Страница:
********************

Что именно содержалось в посланиях Мураду и Саадету II – мы уже точно не узнаем, но можем догадаться. Вероятнее всего, претендующий на трон в Бахчисарае Гази приглашал царевичей присоединиться к походу на Астрахань – то есть сдать город крымско-османской армии, а затем, по обстоятельствам, либо остаться там на царстве, либо вернуться в Крым при его скором правлении. По крайней мере, мы достоверно знаем, что, пребывая в Стамбуле, Гази хотел быть «в соединенье» со своими племянниками против брата Исляма II, который «пустошил юрт».

Что ответил тайному послу Саадет II – навсегда останется тайной. Известно одно – через несколько месяцев, в конце 1587-го или в самом начале 1588 года сорокалетний крымский хан в изгнании был найден мертвым на своем астраханском подворье: «И Божьим судом Саадет-Кирея царя в государя нашего вотчине в Астрахани не стало в его мусульманской вере». Его сын Шахин впоследствии прямо заявлял, что отца погубили русские. Эта версия весьма и весьма вероятна – сколь бы ни был полезен Саадет II в противовес Исляму II в борьбе России с Крымским ханством, риск его союза с османами был слишком высок. Чтобы не допустить и мысли о потери Астрахани, московские воеводы предпочли отравить своего гостя.

Его дядя Ислям II Герай ненадолго пережил соперника и умер в Ак-Кермене во время похода в марте 1588 года.

Братский раскол

Мурад не стал затевать разбирательства по поводу смерти брата – слишком уж под большим подозрением находился он сам. Вместо этого он, по обычаю, взял в жены вдову покойного старшего брата – Ертуган (Ес-Туган), дочь правителя Малой ногайской орды Гази-бея. Останки Саадета были временно захоронены на кладбище при астраханской мечети.

********************

[Записи разметки для обнаружения объектов]
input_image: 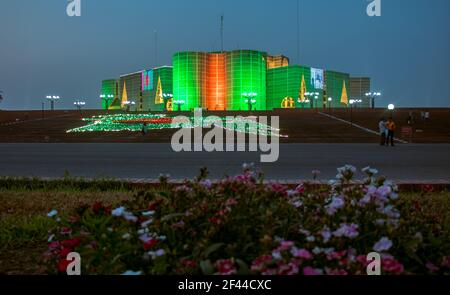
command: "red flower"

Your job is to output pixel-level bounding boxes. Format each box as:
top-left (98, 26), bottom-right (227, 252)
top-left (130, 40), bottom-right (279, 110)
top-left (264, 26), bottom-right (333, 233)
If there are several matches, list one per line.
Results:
top-left (325, 268), bottom-right (348, 276)
top-left (59, 248), bottom-right (72, 259)
top-left (180, 258), bottom-right (197, 268)
top-left (92, 202), bottom-right (105, 214)
top-left (61, 238), bottom-right (81, 249)
top-left (216, 259), bottom-right (236, 276)
top-left (208, 217), bottom-right (223, 225)
top-left (144, 239), bottom-right (158, 250)
top-left (48, 241), bottom-right (61, 251)
top-left (61, 227), bottom-right (72, 235)
top-left (382, 258), bottom-right (405, 275)
top-left (57, 258), bottom-right (70, 273)
top-left (252, 255), bottom-right (272, 271)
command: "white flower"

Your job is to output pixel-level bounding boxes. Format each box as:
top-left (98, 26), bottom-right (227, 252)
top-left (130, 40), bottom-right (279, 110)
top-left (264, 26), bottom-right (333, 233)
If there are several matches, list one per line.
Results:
top-left (111, 207), bottom-right (125, 217)
top-left (375, 219), bottom-right (386, 226)
top-left (333, 223), bottom-right (359, 239)
top-left (200, 179), bottom-right (212, 188)
top-left (138, 228), bottom-right (150, 235)
top-left (373, 237), bottom-right (393, 253)
top-left (141, 219), bottom-right (153, 228)
top-left (47, 210), bottom-right (58, 218)
top-left (242, 163), bottom-right (255, 170)
top-left (272, 251), bottom-right (283, 260)
top-left (320, 226), bottom-right (331, 243)
top-left (361, 167), bottom-right (378, 176)
top-left (148, 249), bottom-right (166, 260)
top-left (122, 270), bottom-right (142, 276)
top-left (142, 211), bottom-right (155, 216)
top-left (325, 196), bottom-right (345, 215)
top-left (312, 247), bottom-right (323, 255)
top-left (306, 236), bottom-right (316, 242)
top-left (123, 213), bottom-right (138, 222)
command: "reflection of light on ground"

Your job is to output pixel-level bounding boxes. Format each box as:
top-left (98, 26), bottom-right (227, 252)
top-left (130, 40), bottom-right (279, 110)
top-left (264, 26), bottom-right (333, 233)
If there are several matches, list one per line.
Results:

********************

Задания:
1. Кратко перескажите абзац страницы, начинающийся словами «Что ответил тайному послу», сохранив его основные факты.
2. Сместите на 8 каждое число в координатах ответов в отрезке записей от самого начала до строки, содержащей «top-left (59, 248), bottom-right (72, 259)», включительно. Приведите только этот отрезок целиком, вместе с запросами, но без изображений; числа в запросах и образцах формата оставьте прежними.

Ответы к заданиям:
1. Ответ Саадета II тайному послу остался неизвестен. Через несколько месяцев, в конце 1587-го или в самом начале 1588 года, сорокалетний крымский хан в изгнании был найден мертвым на своем подворье в Астрахани. Его сын Шахин впоследствии прямо утверждал, что отца погубили русские. Эта версия весьма вероятна. Саадет II был полезен России как противовес Исляму II, однако риск его союза с османами был слишком высок. Опасаясь потерять Астрахань, московские воеводы предпочли отравить своего гостя.

2.
input_image: 
command: "red flower"

Your job is to output pixel-level bounding boxes. Format each box as:
top-left (98, 26), bottom-right (227, 252)
top-left (130, 40), bottom-right (279, 110)
top-left (264, 26), bottom-right (333, 233)
If there are several matches, list one per line.
Results:
top-left (333, 276), bottom-right (356, 284)
top-left (67, 256), bottom-right (80, 267)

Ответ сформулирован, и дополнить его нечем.